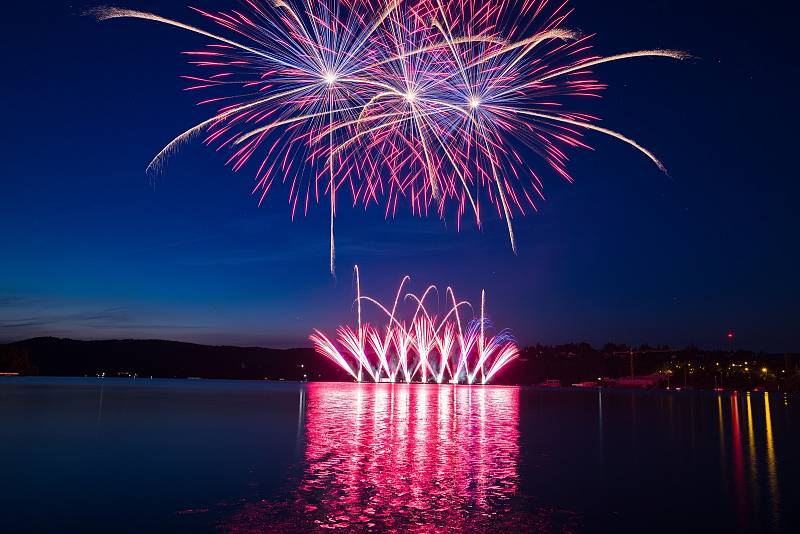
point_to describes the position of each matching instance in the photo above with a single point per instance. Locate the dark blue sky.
(90, 249)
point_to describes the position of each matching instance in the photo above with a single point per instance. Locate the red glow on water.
(385, 456)
(444, 348)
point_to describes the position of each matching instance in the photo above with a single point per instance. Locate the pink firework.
(423, 347)
(429, 103)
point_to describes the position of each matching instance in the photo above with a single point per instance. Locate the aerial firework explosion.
(426, 348)
(436, 103)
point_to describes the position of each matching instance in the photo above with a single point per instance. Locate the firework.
(431, 102)
(426, 347)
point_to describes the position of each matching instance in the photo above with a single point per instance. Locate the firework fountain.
(431, 102)
(425, 348)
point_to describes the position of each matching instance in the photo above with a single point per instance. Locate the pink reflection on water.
(405, 458)
(399, 456)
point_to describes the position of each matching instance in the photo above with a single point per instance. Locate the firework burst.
(423, 102)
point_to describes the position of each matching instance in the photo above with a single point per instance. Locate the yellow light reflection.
(772, 468)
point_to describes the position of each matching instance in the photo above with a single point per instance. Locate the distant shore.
(579, 365)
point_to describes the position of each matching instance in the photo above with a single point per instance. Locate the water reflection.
(758, 466)
(404, 458)
(396, 456)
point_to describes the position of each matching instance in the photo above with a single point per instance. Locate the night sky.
(92, 249)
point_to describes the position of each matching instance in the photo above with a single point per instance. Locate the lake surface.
(169, 455)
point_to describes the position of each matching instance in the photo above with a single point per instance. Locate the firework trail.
(423, 348)
(431, 102)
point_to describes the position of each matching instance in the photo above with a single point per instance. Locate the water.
(81, 454)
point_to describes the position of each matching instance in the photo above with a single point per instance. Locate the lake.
(170, 455)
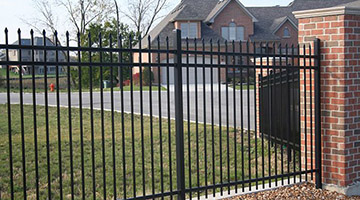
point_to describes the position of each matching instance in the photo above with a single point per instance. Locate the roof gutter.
(341, 10)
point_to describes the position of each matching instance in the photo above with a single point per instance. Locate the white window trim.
(188, 30)
(286, 36)
(236, 33)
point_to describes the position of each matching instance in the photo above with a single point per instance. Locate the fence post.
(318, 147)
(180, 171)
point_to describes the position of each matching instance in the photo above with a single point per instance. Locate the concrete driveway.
(247, 117)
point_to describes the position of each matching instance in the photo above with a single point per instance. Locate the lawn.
(244, 87)
(125, 88)
(159, 141)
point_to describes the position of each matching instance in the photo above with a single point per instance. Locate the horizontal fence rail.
(114, 118)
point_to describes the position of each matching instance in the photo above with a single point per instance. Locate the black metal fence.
(163, 121)
(282, 88)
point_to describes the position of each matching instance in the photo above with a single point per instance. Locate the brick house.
(26, 55)
(227, 20)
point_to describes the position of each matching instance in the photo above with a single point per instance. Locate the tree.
(46, 20)
(144, 13)
(81, 13)
(107, 30)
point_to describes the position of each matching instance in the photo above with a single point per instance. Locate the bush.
(2, 81)
(147, 73)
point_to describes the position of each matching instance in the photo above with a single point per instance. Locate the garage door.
(199, 69)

### [Set task]
Pictures are to be left out; repeat all the remaining data exactly.

### [Response to the exercise]
point_to describes the position of each matching instance in the photo above with a single point per instance. Locate the dark blue sky.
(90, 249)
point_to describes the position of each matching instance in the photo above with a single point per instance. Locate the red glow on water.
(385, 456)
(444, 348)
point_to describes the position of each matching instance in the photo above with a single point per instance. Locate the pink firework.
(423, 347)
(429, 103)
point_to describes the position of each matching instance in the photo above with a single point per instance. Locate the aerial firework explosion.
(426, 348)
(436, 103)
point_to describes the position of each matching instance in the photo above with a single point per instance. Locate the firework.
(431, 102)
(426, 347)
point_to describes the position of each matching instance in the photo above with a single point per instance. Locate the firework fountain.
(431, 102)
(425, 348)
point_to describes the position of each matching instance in the photo above with a single point per instance. Locate the pink reflection on water.
(405, 458)
(399, 456)
point_to describes the position of each matching instance in the photo above with a single point per instance. Locate the firework burst.
(423, 102)
point_to describes the position of each matching instance in the photo above with a single point per instance. Locate the yellow light reflection.
(772, 468)
point_to describes the position of each matching instance in the photo above with a single point per instance. Locate the distant shore.
(579, 365)
point_to describes the position of each matching instance in the photo above with a single point per instance. Locate the water reflection.
(758, 466)
(404, 458)
(396, 456)
point_to describes the position of each matching instance in the photo above with a single point per instance. Locate the night sky.
(92, 249)
point_to describes the position of each matching instance in the photo above with a single point per instance. Locate the lake surface.
(169, 455)
point_to describes the position of each matching instance in the photo above with a single point per instance. Locate the firework trail.
(423, 348)
(431, 102)
point_to describes the position of each matching instance in the photo above with a single point per instance. Locate the water.
(81, 454)
point_to describes the position of each matching instance in the photo above with a single point per instance. Locate the lake.
(170, 455)
point_to describes the position of each matching instance in the photo above with a single point per instance. Locate the roof gutter.
(341, 10)
point_to describes the position of each matching instance in the photo above with a single point per instance. Locate the white window trim.
(188, 30)
(286, 36)
(236, 33)
point_to describes the position of each matching instance in the photo above with a single point per instance. Locate the fence post.
(318, 147)
(180, 171)
point_to describes the position of each matching instance in the photo above with a single point per instance. Locate the concrete driveway.
(247, 117)
point_to describes the position of each matching instance in the photo above with a single point per instance. Locate the lawn.
(244, 87)
(125, 88)
(159, 141)
point_to describes the position of each matching instance in the photo above with a single point per instance. Locate the horizontal fence rail.
(114, 118)
point_to describes the position of each matching instance in the photo above with a single point per instance. Locate the black metal fence.
(163, 121)
(282, 88)
point_to describes the position of each matching instance in the photo above with a single point per instance. Locate the brick house.
(26, 55)
(227, 20)
point_to describes the position of each matching instance in the photo above with a single point per instance. Locate the tree.
(46, 20)
(144, 13)
(81, 13)
(107, 30)
point_to describes the position of each matching instance in the photo above with a single point per instance. Locate the bush.
(2, 81)
(147, 73)
point_to describes the position of each matching instance in the photo above with a single point per instance. Locate the garage door.
(199, 69)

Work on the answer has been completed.